Le rapport médical mentionne que « les performances cognitives de Monsieur Basabosé sont atténuées par un ralentissement significatif des capacités de vitesse de traitement de l'information. [...] Ces éléments confirment donc la présence d'une détérioration cognitive, particulièrement sur le plan mnésique et exécutif/attentionnel ». Ce syndrome est « a priori irréversible et évolutif », et il y a « malheureusement de grandes chances pour que l'évolution du trouble conduise à terme à l'institutionnalisation [en établissement hospitalier] de l'intéressé ».
« Il n'est plus mentalement là, il ne comprend plus rien, il est perdu »
S'appuyant sur ce rapport médical accablant, la procureure fédérale en charge du dossier, Kathleen Grosjean, dresse, le 29 août 2022, un réquisitoire d'internement dans un établissement médical. Dans ce document, que Justice Info a pu aussi consulter, la magistrate constate que « l'inculpé présente en effet un trouble mental prenant la forme d'une démence sur le plan neuropsychiatrique ». Elle s'interroge : « Dans l'état où il est - il n'est plus mentalement là, il ne comprend plus rien, il est perdu - quel est le sens de le faire comparaître devant une cour d'assises et d'assister à des débats tous les jours pendant deux mois environ ? L'internement est une mesure qui doit lui permettre d'avoir des soins encadrés. C'est une mesure de protection de la société mais aussi pour lui-même. » Dans sa conclusion, la procureure demande à la chambre des mises en accusation de Bruxelles « d'ordonner l'internement de Pierre Basabosé ».

★ ★ ★

▶ **Tâche à réaliser**:
Relevez, dans l'extrait sur l'internement de Pierre Basabosé, chacun des constats que la procureure formule entre tirets au sujet de l'état de l'inculpé.

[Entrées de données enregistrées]
★ ★ ★

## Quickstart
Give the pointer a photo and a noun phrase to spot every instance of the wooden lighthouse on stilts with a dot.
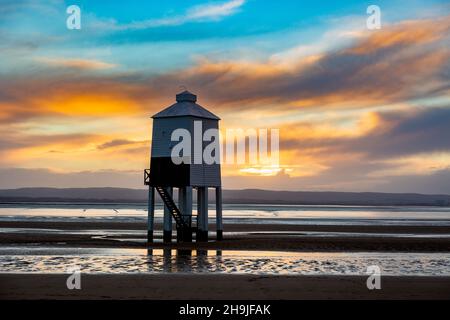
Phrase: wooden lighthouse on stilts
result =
(183, 171)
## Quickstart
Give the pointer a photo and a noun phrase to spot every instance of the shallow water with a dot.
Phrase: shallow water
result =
(260, 214)
(60, 260)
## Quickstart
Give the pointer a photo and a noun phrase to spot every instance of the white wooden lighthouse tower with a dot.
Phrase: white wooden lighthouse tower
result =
(164, 174)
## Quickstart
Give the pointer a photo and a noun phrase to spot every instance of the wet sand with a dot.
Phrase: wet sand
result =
(240, 237)
(220, 286)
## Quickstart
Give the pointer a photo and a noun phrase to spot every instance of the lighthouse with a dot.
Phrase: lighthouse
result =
(183, 170)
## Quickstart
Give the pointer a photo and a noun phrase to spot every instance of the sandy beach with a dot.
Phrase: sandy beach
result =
(220, 286)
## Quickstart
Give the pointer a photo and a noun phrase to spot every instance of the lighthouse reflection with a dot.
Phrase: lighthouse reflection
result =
(184, 260)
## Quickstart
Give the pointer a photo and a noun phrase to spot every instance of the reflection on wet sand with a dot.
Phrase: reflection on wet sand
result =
(209, 261)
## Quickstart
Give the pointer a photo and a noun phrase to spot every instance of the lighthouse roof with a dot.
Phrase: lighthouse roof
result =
(186, 106)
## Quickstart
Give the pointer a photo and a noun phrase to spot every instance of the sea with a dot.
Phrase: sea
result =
(60, 258)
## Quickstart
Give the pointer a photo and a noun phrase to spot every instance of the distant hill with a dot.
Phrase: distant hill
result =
(253, 196)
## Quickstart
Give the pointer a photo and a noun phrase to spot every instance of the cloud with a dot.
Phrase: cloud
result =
(118, 143)
(200, 13)
(81, 64)
(404, 61)
(395, 134)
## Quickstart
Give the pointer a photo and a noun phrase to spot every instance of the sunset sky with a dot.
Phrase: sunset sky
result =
(357, 109)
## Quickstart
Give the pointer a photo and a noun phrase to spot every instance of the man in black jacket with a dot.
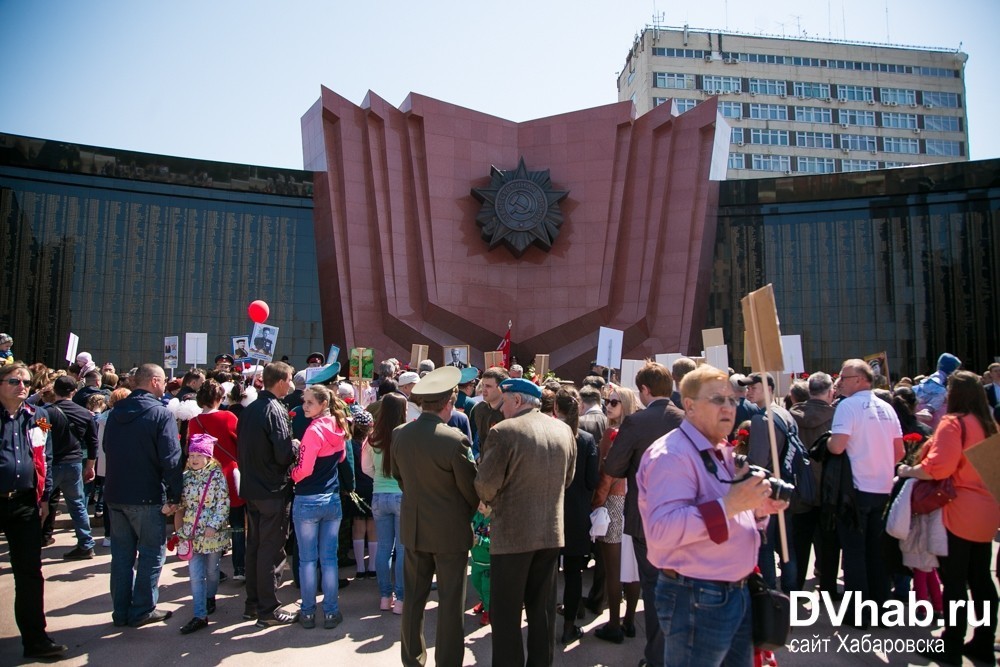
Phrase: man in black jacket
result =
(637, 432)
(142, 487)
(266, 452)
(74, 453)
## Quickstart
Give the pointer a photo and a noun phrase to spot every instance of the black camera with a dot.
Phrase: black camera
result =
(780, 489)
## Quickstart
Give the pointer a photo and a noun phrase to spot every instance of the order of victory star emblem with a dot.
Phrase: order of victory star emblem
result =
(520, 208)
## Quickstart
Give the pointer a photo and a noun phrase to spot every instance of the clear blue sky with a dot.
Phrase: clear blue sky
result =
(226, 80)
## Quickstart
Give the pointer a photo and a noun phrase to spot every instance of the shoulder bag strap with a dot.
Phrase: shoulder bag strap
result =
(201, 504)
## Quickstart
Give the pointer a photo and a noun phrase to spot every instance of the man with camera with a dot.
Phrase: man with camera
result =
(701, 515)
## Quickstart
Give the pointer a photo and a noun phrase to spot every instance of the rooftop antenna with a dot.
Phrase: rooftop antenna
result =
(887, 22)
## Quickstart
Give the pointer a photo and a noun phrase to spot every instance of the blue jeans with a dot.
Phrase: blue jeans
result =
(703, 622)
(317, 525)
(203, 570)
(138, 529)
(69, 478)
(386, 510)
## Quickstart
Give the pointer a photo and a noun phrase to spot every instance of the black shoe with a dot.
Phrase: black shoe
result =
(47, 649)
(194, 625)
(277, 617)
(571, 635)
(154, 616)
(561, 610)
(79, 554)
(609, 634)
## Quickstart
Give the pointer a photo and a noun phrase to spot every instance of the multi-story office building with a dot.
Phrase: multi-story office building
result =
(797, 105)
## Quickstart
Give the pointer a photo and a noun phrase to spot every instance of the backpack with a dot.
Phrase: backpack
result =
(796, 468)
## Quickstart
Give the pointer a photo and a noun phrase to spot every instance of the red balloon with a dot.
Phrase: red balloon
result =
(258, 311)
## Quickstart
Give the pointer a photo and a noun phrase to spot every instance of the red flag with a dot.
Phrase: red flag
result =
(504, 346)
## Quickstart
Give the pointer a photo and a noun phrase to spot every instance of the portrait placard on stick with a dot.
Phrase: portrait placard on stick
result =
(71, 346)
(170, 344)
(717, 356)
(196, 348)
(493, 359)
(791, 354)
(763, 336)
(417, 354)
(609, 347)
(541, 365)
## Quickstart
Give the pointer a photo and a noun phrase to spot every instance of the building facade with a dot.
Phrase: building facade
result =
(905, 261)
(807, 106)
(124, 249)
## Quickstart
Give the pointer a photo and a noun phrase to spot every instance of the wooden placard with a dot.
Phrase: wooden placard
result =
(494, 359)
(417, 354)
(985, 458)
(541, 365)
(763, 333)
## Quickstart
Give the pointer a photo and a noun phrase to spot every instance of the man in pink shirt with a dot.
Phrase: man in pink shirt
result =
(701, 515)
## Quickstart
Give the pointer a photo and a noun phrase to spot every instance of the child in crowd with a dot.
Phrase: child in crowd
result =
(481, 561)
(203, 519)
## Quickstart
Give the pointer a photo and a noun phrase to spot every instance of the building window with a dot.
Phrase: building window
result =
(813, 115)
(857, 142)
(901, 145)
(943, 147)
(768, 86)
(949, 100)
(942, 123)
(903, 121)
(814, 139)
(816, 165)
(725, 84)
(855, 93)
(771, 162)
(817, 90)
(685, 104)
(855, 117)
(769, 111)
(858, 165)
(731, 109)
(894, 96)
(769, 137)
(670, 80)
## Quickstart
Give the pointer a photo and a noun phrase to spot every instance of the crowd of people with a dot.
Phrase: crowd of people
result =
(440, 472)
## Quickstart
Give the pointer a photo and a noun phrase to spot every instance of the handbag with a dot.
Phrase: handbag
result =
(771, 614)
(185, 548)
(933, 494)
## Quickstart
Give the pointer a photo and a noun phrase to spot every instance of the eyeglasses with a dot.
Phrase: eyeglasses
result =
(720, 401)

★ ★ ★

▶ **Réponse à l'exercice**:
- il n'est plus mentalement là
- il ne comprend plus rien
- il est perdu